• _Instructions for the task_: Retype everything in the listing, leaving each line exactly as it is.

===== Raw data

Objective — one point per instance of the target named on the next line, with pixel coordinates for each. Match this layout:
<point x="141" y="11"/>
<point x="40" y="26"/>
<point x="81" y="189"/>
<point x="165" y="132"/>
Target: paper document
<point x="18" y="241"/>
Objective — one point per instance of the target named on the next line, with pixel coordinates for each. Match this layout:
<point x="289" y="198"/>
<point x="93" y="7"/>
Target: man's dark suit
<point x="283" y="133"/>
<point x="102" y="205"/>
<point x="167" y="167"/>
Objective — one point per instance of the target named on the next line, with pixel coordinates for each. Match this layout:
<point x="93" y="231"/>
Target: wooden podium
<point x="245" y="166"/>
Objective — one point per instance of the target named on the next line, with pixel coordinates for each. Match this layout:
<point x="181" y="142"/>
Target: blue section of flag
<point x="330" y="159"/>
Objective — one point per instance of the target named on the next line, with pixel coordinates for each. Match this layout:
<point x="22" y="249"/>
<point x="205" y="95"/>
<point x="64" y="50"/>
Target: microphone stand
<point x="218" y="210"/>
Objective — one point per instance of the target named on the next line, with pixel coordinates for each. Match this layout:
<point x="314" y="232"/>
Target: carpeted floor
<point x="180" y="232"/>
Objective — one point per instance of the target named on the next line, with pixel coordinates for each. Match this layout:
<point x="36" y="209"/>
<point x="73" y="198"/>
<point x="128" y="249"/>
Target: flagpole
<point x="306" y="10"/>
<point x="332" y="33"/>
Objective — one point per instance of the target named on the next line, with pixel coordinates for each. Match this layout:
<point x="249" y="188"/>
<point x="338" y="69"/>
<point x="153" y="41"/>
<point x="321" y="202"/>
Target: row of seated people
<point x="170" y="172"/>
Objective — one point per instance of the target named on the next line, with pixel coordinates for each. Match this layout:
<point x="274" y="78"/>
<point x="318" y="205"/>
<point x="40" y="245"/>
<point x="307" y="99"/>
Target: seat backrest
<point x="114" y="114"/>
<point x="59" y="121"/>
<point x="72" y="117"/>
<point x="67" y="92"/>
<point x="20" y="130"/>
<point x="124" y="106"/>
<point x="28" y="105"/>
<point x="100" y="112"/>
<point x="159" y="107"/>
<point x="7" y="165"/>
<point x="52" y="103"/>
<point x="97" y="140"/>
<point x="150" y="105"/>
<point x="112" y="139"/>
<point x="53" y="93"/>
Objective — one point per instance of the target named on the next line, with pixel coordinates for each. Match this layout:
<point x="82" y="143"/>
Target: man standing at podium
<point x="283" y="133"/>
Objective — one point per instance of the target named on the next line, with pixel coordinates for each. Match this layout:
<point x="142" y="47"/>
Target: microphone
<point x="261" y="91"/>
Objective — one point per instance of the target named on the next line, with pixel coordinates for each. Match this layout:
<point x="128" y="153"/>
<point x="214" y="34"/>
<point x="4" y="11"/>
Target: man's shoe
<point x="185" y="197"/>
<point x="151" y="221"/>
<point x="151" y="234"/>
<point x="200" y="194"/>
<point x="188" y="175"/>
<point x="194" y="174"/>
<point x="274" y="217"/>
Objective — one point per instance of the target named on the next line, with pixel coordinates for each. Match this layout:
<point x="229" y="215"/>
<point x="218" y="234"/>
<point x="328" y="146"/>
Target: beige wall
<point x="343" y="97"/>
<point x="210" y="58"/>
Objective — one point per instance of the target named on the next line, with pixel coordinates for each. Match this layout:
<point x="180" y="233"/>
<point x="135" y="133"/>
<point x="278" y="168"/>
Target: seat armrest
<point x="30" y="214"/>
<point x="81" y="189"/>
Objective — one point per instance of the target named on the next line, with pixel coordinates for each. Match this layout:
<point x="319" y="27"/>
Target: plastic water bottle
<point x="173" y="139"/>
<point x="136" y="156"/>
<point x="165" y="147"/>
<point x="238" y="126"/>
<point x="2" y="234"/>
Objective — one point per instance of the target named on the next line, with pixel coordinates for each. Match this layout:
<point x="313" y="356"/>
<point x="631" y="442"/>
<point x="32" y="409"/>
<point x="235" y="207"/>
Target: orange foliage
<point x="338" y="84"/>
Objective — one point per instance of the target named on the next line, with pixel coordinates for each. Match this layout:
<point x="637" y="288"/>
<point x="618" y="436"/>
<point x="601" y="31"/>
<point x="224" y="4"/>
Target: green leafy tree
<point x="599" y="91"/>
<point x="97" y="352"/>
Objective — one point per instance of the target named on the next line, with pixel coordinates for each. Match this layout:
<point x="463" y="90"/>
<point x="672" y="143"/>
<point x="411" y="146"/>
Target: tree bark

==========

• _Exercise solution_:
Objective — one point per instance of the target named on the next line, with pixel coordinates for each. Match this layout:
<point x="141" y="11"/>
<point x="40" y="26"/>
<point x="81" y="189"/>
<point x="165" y="132"/>
Target: paper document
<point x="18" y="241"/>
Objective — one point per instance of the target named on the next line, with pixel coordinates for each. Match this layout:
<point x="289" y="198"/>
<point x="93" y="7"/>
Target: man's dark suit
<point x="283" y="133"/>
<point x="102" y="205"/>
<point x="167" y="167"/>
Objective — one point per instance of the target named on the next line, with pixel coordinates for each. Match this layout:
<point x="93" y="231"/>
Target: wooden podium
<point x="245" y="166"/>
Objective — one point per instance of the target named on the next line, with pixel coordinates for each. Match this layout:
<point x="181" y="142"/>
Target: blue section of flag
<point x="330" y="159"/>
Objective — one point per instance of the target named on the next line, with pixel coordinates for each. Match this layout:
<point x="22" y="249"/>
<point x="205" y="95"/>
<point x="64" y="50"/>
Target: microphone stand
<point x="218" y="210"/>
Objective — one point per instance of the target named on the next line, with pixel coordinates for each. Match this layout:
<point x="314" y="232"/>
Target: carpeted floor
<point x="180" y="232"/>
Objective — one point per instance of the target named on the next line, with pixel coordinates for each. Match this layout:
<point x="36" y="209"/>
<point x="73" y="198"/>
<point x="128" y="249"/>
Target: flagpole
<point x="306" y="10"/>
<point x="332" y="33"/>
Objective — one point per instance of the target named on the next line, with pixel coordinates for each. Match this layout:
<point x="249" y="188"/>
<point x="338" y="69"/>
<point x="153" y="41"/>
<point x="321" y="202"/>
Target: row of seated people
<point x="170" y="172"/>
Objective — one point per instance of the target named on the next line, with pixel coordinates for each. Match this layout:
<point x="274" y="78"/>
<point x="318" y="205"/>
<point x="40" y="245"/>
<point x="307" y="99"/>
Target: seat backrest
<point x="114" y="114"/>
<point x="59" y="121"/>
<point x="72" y="117"/>
<point x="67" y="92"/>
<point x="20" y="130"/>
<point x="124" y="106"/>
<point x="28" y="105"/>
<point x="100" y="112"/>
<point x="159" y="107"/>
<point x="7" y="165"/>
<point x="52" y="103"/>
<point x="97" y="140"/>
<point x="150" y="105"/>
<point x="112" y="139"/>
<point x="53" y="93"/>
Objective — one point per instance of the target named on the next line, with pixel coordinates for each. Match this layout:
<point x="82" y="143"/>
Target: man standing at podium
<point x="283" y="133"/>
Objective — one point per instance of the target named on the next line, with pixel coordinates for each. Match this layout:
<point x="142" y="47"/>
Target: microphone
<point x="261" y="91"/>
Objective — one point per instance of the target named on the next line, with pixel coordinates for each. Match this layout:
<point x="128" y="153"/>
<point x="214" y="34"/>
<point x="4" y="11"/>
Target: man's shoe
<point x="185" y="197"/>
<point x="151" y="221"/>
<point x="151" y="234"/>
<point x="200" y="194"/>
<point x="188" y="175"/>
<point x="194" y="174"/>
<point x="274" y="217"/>
Objective — one point per instance of the target named on the next line, with pixel coordinates for each. Match this layout:
<point x="229" y="215"/>
<point x="218" y="234"/>
<point x="328" y="146"/>
Target: beige wall
<point x="343" y="97"/>
<point x="210" y="58"/>
Objective — one point per instance of the target named on the next line, with pixel coordinates for each. Match this layout:
<point x="180" y="233"/>
<point x="135" y="133"/>
<point x="278" y="168"/>
Target: seat armrest
<point x="30" y="214"/>
<point x="81" y="189"/>
Objective — one point per instance of the target named on the next line, with pixel coordinates for each. Match this layout:
<point x="319" y="27"/>
Target: plastic water bottle
<point x="173" y="139"/>
<point x="136" y="156"/>
<point x="165" y="147"/>
<point x="238" y="126"/>
<point x="2" y="234"/>
Objective — one point per instance of the target named on the next line, with pixel coordinates for each. Match this layout:
<point x="313" y="356"/>
<point x="631" y="442"/>
<point x="32" y="409"/>
<point x="235" y="207"/>
Target: orange foliage
<point x="338" y="84"/>
Objective — one point per instance of the target named on the next line, with pixel coordinates for each. Match this layout:
<point x="637" y="288"/>
<point x="618" y="436"/>
<point x="601" y="31"/>
<point x="224" y="4"/>
Target: green leafy tree
<point x="599" y="91"/>
<point x="97" y="352"/>
Objective — one point per instance of the target named on the next line, with pixel coordinates for each. Match this layout:
<point x="463" y="90"/>
<point x="672" y="143"/>
<point x="411" y="146"/>
Target: tree bark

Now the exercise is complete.